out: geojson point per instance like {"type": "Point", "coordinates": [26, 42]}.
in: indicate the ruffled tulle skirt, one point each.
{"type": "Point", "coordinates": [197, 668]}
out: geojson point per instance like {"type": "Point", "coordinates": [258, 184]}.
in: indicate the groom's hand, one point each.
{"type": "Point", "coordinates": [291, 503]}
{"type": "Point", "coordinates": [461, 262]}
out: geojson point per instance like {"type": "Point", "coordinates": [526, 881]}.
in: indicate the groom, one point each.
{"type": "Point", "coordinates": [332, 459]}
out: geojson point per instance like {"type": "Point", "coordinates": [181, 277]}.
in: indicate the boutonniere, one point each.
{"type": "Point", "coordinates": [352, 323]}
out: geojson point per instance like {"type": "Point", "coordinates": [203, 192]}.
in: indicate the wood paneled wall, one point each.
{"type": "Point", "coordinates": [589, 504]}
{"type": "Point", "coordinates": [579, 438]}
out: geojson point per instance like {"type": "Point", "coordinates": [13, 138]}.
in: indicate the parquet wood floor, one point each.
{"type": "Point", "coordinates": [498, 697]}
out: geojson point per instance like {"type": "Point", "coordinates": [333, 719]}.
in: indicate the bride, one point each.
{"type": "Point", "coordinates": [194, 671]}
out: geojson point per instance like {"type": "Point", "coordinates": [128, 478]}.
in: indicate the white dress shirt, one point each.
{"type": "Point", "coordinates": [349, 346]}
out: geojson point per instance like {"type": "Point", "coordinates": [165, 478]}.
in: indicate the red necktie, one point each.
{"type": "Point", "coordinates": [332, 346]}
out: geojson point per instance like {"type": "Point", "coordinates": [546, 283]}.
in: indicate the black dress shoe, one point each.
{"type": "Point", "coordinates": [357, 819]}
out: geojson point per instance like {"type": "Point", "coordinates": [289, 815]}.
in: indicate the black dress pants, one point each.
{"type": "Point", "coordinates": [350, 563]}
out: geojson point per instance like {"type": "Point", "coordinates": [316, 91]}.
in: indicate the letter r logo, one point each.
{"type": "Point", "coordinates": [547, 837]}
━━━━━━
*YOUR OBJECTIVE:* Each entry is to be retyped precisely as it stands.

*SOLUTION TO THIS PROBLEM:*
out: geojson point per instance like {"type": "Point", "coordinates": [26, 42]}.
in: indicate the ruffled tulle skirt, one point each.
{"type": "Point", "coordinates": [197, 668]}
out: geojson point per instance like {"type": "Point", "coordinates": [258, 184]}.
in: indicate the groom's hand, one point each.
{"type": "Point", "coordinates": [291, 503]}
{"type": "Point", "coordinates": [461, 262]}
out: geojson point per instance like {"type": "Point", "coordinates": [526, 881]}.
in: indicate the groom, one point each.
{"type": "Point", "coordinates": [332, 459]}
out: geojson point per instance like {"type": "Point", "coordinates": [181, 277]}.
in: indicate the boutonniere, one point each.
{"type": "Point", "coordinates": [352, 323]}
out: geojson point per instance like {"type": "Point", "coordinates": [203, 192]}.
in: indicate the wood paneled wall, one point each.
{"type": "Point", "coordinates": [589, 504]}
{"type": "Point", "coordinates": [579, 438]}
out: geojson point per instance like {"type": "Point", "coordinates": [13, 138]}.
in: indicate the parquet wood floor, one point each.
{"type": "Point", "coordinates": [498, 697]}
out: geojson point per instance like {"type": "Point", "coordinates": [333, 719]}.
in: indicate the bride, one point each.
{"type": "Point", "coordinates": [194, 671]}
out: geojson point per instance like {"type": "Point", "coordinates": [128, 478]}.
in: indicate the white dress shirt, one point each.
{"type": "Point", "coordinates": [349, 346]}
out: geojson point per instance like {"type": "Point", "coordinates": [165, 478]}.
in: indicate the red necktie, one point each.
{"type": "Point", "coordinates": [332, 346]}
out: geojson point per instance like {"type": "Point", "coordinates": [546, 283]}.
in: indicate the black dress shoe, one point each.
{"type": "Point", "coordinates": [357, 819]}
out: geojson point per instance like {"type": "Point", "coordinates": [289, 815]}.
in: indicate the black dress pants, one point each.
{"type": "Point", "coordinates": [350, 563]}
out: geojson point per instance like {"type": "Point", "coordinates": [316, 91]}.
in: indicate the letter r logo, one point each.
{"type": "Point", "coordinates": [547, 837]}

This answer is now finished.